— TEXT PASSAGE —
X1 mango pulp proportion, X2 feed moisture content, X3 temperature, RT residence time, To torque, P pressure, SME specific mechanical energy, EI expansion index, BD bulk density, WAI water absorption index, WSI water solubility index, H hardness, β-C β-carotene content, ΔE total color difference

Process variables

The residence time values varied from 32.80 to 44.17 g/min (Table 1). Figure 2a shows that the residence time was significantly influenced (p < 0.05) by the FMC. It is observed that the increase in FMC causes an increase in the residence time; high residence time values were observed when the FMC values ranged from 27 to 30 g/100 g, while at low FMC values (16–23 g/100 g), the residence time value decreased. This phenomenon occurs because the FMC causes a decrease in the viscosity of the mixture, having an effect similar to that of high lipid levels in the system (Rodríguez-Miranda et al. 2012a).

Fig. 2.

Fig. 2

Response surface plots of process variables a residence time, b torque, c pressure, and d specific mechanical energy (SME)

The torque value varies from 10.77 to 47.80 Nm (Table 1). Figure 2b shows that at low FMC (16–23 g/100 g) and low T (80–115 °C) values, the torque value increases, and increasing the FMC (18–27 g/100 g) and T (94–135 °C) value reduces the torque value. The decrease in the To values with the increase in the FMC value could be due to the unavailability of water for gelatinization of the starch, which results in a decrease in the apparent viscosity; the decrease in the torque value can be attributed to the reduction of friction in the extruder as a result of the increase in the FMC value, which minimizes the difficulty of processing the mixtures. In general, the torque value tends to decrease with increasing T values due to a decrease in viscosity (Kannadhason et al. 2009).

— PROVIDED DATA —
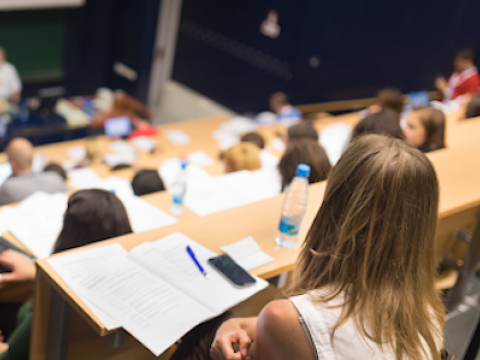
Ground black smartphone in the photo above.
[208,255,257,288]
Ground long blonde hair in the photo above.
[290,135,445,360]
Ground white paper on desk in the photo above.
[158,158,212,191]
[220,236,273,271]
[128,232,268,315]
[0,161,13,186]
[108,140,133,153]
[260,150,280,169]
[187,151,213,166]
[220,116,259,135]
[0,206,14,234]
[270,138,286,151]
[48,243,216,356]
[318,122,352,166]
[165,130,191,145]
[67,146,87,161]
[122,196,178,233]
[9,192,68,259]
[103,152,136,167]
[130,136,157,151]
[67,167,102,190]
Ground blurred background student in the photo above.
[367,88,404,114]
[435,49,480,101]
[132,170,165,196]
[240,131,265,149]
[352,108,404,140]
[465,94,480,119]
[223,142,262,173]
[278,138,332,190]
[0,138,69,205]
[0,47,22,103]
[403,107,445,153]
[284,121,318,145]
[0,190,132,360]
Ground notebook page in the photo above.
[129,232,268,315]
[48,243,213,356]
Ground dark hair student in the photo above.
[278,138,332,189]
[132,170,165,196]
[53,189,132,253]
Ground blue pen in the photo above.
[187,245,208,278]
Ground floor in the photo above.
[153,81,237,124]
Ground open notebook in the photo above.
[48,232,268,356]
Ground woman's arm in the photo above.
[210,300,315,360]
[0,249,36,283]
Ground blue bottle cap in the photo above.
[295,164,310,178]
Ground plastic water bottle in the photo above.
[275,164,310,248]
[170,160,187,216]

— QUESTIONS —
1 – In the extrusion passage, rewrite the paragraph beginning "The torque value varies" as a short bulleted list that keeps its main facts.
2 – According to the extrusion passage, which variable significantly influenced the residence time (p < 0.05)?
The data come from a source other than the extrusion passage.

— TASK ANSWERS —
1 –
- Torque ranged from 10.77 to 47.80 Nm (Table 1).
- According to Figure 2b, torque increases at low FMC (16–23 g/100 g) and low T (80–115 °C).
- Raising FMC (18–27 g/100 g) and T (94–135 °C) reduces torque.
- The drop in torque with higher FMC could be due to the unavailability of water for starch gelatinization, which lowers apparent viscosity.
- The lower torque can also be attributed to less friction in the extruder as FMC rises, which makes the mixtures easier to process.
- In general, torque tends to fall as T rises because viscosity decreases (Kannadhason et al. 2009).

2 – The feed moisture content (FMC).